__PROVIDED TEXT__.
The story was originally published in the May 3 issue of Billboard.
In 1977, Stephen Popovich convinced a reluctant label to distribute the album "Bat Out of Hell." It became one of the biggest sellers of all time. Now, a reissue of legendary book 'Hit Men' revisits the dirty business that followed as a battle for royalties turned into a fight to the death.
Stephen Popovich Jr. lives with his wife and two young sons in Murfreesboro, Tenn., a working-class suburb not far from Nashville. Their home is modest -- "It's not a mansion by any means," he says -- and there is nothing at all about Popovich's lifestyle to suggest his late father had been the founder-owner of Cleveland International, a custom label distributed by Sony Music that is best-known for releasing one of the biggest-selling albums of all time -- Meat Loaf's "Bat Out of Hell." Popovich Jr. inherited a good deal from his father, who died of heart failure in 2011: pride, stubbornness, a penchant for plain speaking and a reputation for honesty.

__SOURCE EXCERPT__.
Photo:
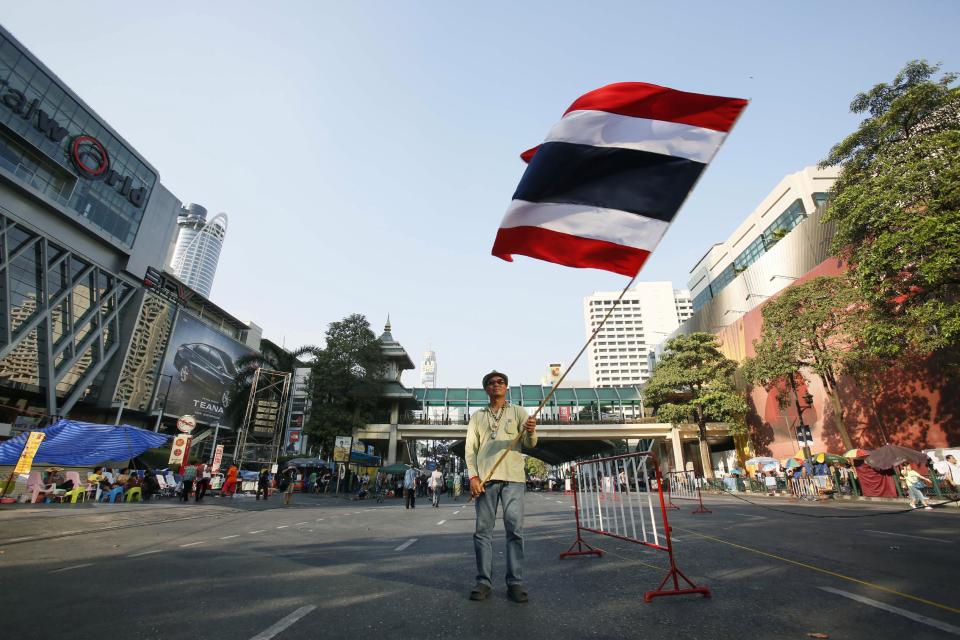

__ACTIONS TO TAKE__.
[A] Using the Popovich article, decide whether each statement agrees with it: (i) Stephen Popovich Jr. lives in Murfreesboro, Tennessee; (ii) the elder Popovich died of a stroke in 2011; (iii) Cleveland International was distributed by Sony Music. Answer yes or no for each, quoting the exact words of the article that settle it.
[B] Extract the passage of the Popovich article between "In 1977, Stephen" and "to the death.", inclusive.

__RESULTS FOR EACH TASK__.
[A]
(i) Yes: "lives with his wife and two young sons in Murfreesboro, Tenn."
(ii) No: "who died of heart failure in 2011"
(iii) Yes: "a custom label distributed by Sony Music"

[B]
In 1977, Stephen Popovich convinced a reluctant label to distribute the album "Bat Out of Hell." It became one of the biggest sellers of all time. Now, a reissue of legendary book 'Hit Men' revisits the dirty business that followed as a battle for royalties turned into a fight to the death.